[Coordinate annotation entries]
***
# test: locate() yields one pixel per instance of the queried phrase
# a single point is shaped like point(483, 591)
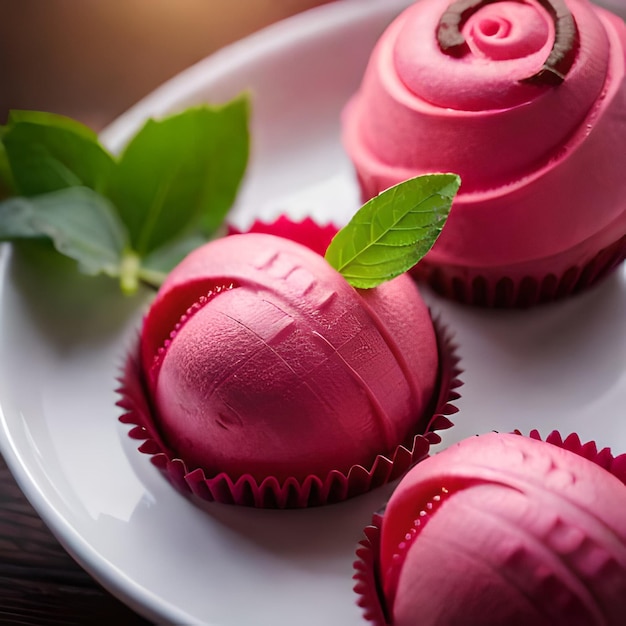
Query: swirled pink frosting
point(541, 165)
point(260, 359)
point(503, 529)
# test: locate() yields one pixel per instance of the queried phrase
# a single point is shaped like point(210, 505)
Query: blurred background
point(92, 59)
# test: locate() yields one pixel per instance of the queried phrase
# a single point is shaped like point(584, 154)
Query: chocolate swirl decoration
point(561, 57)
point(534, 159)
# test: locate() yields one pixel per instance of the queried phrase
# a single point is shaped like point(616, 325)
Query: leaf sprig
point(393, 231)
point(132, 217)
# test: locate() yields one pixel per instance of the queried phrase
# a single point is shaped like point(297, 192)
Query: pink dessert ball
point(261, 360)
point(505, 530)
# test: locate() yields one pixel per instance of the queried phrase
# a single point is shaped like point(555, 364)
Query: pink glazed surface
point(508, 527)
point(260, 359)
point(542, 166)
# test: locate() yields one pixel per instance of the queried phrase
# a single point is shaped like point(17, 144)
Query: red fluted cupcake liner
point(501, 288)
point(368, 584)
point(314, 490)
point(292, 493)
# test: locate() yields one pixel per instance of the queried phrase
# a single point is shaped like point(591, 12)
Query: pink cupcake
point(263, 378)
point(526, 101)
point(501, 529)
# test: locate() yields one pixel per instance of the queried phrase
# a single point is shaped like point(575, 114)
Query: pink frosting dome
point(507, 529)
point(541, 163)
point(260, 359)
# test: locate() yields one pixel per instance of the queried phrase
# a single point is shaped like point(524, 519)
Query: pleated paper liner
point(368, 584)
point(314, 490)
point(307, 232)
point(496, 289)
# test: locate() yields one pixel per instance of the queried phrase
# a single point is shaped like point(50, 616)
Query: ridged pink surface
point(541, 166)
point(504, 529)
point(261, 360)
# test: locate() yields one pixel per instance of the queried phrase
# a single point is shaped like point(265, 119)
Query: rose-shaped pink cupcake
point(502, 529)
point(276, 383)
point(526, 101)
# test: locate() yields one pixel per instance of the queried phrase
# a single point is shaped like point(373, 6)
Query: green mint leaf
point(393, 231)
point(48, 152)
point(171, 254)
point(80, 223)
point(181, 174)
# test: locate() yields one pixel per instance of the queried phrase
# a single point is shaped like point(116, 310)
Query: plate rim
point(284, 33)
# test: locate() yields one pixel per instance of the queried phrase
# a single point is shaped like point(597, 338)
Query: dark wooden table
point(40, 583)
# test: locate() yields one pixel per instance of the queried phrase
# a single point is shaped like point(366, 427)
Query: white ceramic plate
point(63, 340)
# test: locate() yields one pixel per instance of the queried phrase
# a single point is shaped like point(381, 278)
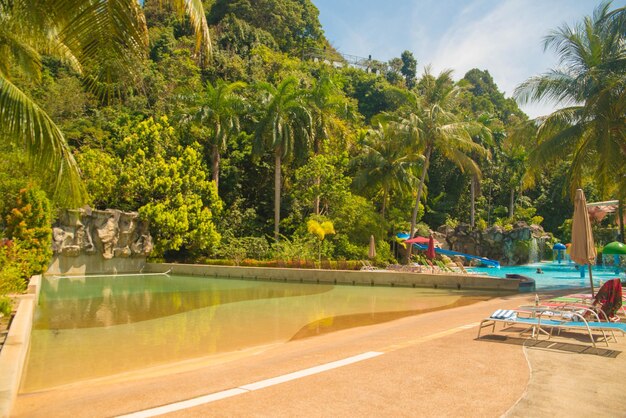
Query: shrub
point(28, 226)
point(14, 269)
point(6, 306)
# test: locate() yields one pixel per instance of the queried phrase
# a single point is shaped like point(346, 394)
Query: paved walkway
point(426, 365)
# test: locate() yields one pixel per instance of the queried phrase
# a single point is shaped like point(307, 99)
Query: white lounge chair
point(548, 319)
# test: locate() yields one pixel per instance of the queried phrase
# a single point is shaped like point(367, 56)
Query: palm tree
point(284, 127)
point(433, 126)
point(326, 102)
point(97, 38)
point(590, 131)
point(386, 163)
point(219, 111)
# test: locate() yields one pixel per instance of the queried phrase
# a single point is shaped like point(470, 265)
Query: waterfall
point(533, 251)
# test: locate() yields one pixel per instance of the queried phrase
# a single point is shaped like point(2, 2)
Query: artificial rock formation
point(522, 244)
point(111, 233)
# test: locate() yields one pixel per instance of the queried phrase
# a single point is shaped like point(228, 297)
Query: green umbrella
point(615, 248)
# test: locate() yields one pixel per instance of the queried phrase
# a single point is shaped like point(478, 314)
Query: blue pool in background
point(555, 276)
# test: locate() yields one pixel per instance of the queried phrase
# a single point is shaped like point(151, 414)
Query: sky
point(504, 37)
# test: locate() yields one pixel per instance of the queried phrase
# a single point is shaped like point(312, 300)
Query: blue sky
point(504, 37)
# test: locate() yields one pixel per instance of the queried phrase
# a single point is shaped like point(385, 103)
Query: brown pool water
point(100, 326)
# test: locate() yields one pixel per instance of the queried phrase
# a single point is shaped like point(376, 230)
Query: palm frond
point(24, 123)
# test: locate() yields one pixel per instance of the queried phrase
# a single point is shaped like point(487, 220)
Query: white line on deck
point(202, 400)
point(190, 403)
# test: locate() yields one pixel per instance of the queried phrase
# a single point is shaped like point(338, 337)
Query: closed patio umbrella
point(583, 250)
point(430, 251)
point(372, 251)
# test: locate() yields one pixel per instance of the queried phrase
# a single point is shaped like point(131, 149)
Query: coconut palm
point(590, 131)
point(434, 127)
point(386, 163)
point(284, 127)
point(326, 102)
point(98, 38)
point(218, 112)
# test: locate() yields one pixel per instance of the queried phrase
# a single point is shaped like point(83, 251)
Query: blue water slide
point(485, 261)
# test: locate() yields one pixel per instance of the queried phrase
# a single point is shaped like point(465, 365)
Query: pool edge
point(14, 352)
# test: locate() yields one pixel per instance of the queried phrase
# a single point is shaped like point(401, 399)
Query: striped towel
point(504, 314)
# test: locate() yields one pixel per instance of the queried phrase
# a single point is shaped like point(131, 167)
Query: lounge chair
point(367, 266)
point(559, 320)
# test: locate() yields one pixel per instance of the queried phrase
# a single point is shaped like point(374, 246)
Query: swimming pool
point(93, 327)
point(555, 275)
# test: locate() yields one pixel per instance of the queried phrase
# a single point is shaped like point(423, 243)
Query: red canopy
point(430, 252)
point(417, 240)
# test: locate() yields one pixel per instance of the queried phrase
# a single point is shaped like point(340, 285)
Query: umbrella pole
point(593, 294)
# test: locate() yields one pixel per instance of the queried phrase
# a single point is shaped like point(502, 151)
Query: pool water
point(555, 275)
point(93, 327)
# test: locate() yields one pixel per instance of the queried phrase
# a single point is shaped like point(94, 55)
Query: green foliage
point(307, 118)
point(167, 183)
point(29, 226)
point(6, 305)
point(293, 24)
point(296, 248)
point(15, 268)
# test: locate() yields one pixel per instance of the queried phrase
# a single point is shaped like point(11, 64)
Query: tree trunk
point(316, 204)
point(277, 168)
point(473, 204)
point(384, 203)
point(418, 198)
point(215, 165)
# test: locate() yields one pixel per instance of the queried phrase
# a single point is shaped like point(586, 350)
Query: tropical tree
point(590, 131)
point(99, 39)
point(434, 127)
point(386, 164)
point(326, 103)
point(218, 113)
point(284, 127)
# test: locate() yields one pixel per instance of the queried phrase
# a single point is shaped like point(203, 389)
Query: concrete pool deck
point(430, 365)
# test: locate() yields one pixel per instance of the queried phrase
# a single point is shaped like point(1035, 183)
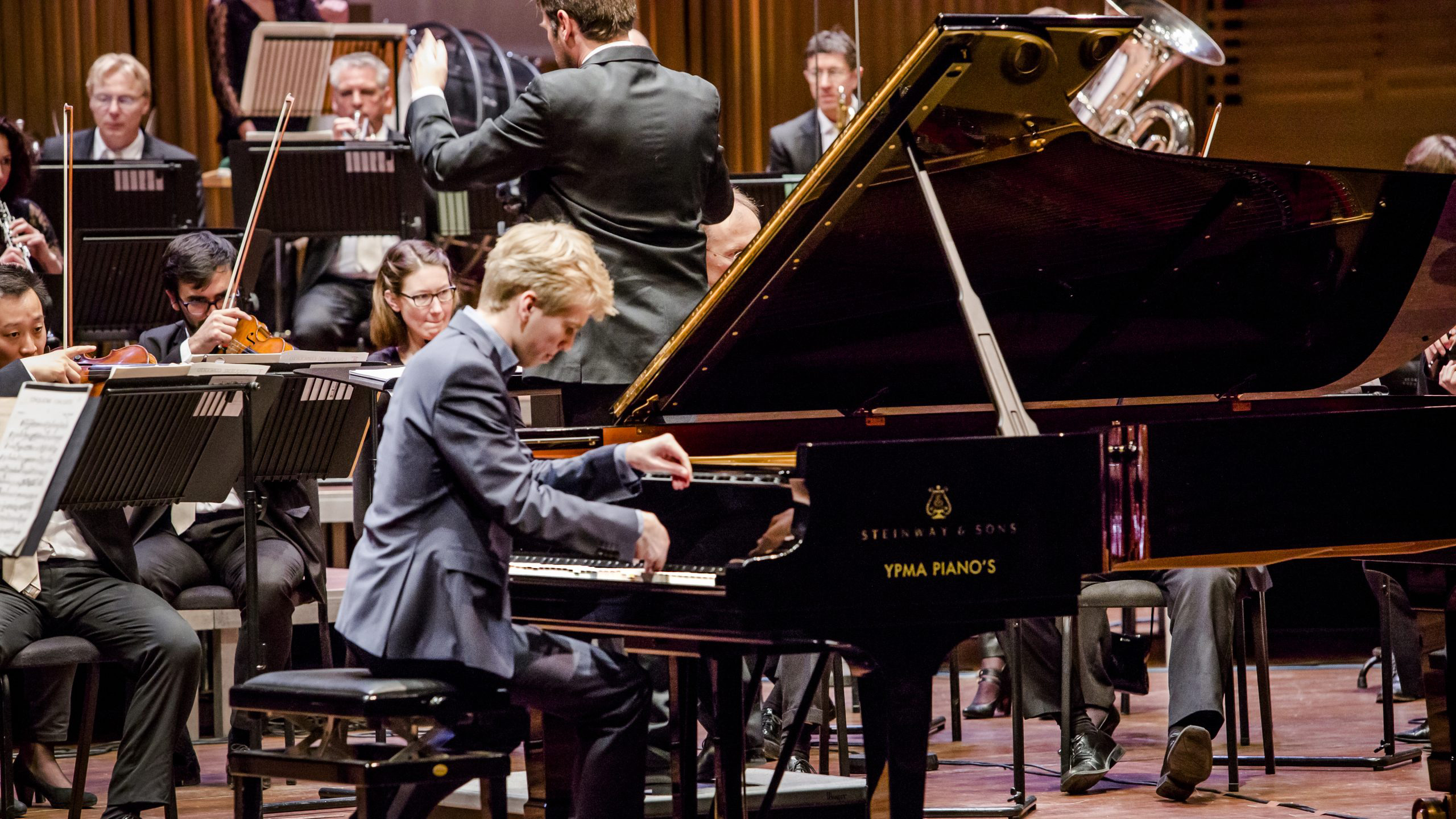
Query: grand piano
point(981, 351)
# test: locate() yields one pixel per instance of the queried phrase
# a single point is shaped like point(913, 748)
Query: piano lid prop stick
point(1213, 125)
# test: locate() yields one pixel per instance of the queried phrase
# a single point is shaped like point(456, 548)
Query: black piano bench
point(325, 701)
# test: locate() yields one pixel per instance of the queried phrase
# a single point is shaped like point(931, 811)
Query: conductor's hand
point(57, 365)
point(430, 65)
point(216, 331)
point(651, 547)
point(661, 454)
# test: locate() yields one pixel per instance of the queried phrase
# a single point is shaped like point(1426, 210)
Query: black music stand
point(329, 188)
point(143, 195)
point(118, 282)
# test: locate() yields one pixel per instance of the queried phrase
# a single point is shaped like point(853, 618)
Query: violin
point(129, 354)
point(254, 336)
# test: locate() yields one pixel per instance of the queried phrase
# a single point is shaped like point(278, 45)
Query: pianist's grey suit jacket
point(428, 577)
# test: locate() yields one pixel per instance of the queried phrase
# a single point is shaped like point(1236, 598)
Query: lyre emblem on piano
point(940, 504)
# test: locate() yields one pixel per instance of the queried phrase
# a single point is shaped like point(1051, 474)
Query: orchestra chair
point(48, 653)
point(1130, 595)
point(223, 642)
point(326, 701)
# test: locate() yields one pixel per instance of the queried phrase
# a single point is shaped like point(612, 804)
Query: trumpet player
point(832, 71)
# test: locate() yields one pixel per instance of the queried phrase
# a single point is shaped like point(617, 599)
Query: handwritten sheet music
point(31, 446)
***
WHAT TO WORK ON.
Identify every line in the entries above that contains the word "cupcake", and copy each of those lines.

ANSWER TO THIS PROBLEM.
Query: red fluted cupcake liner
Query: pink cupcake
Query: rose-shaped pink cupcake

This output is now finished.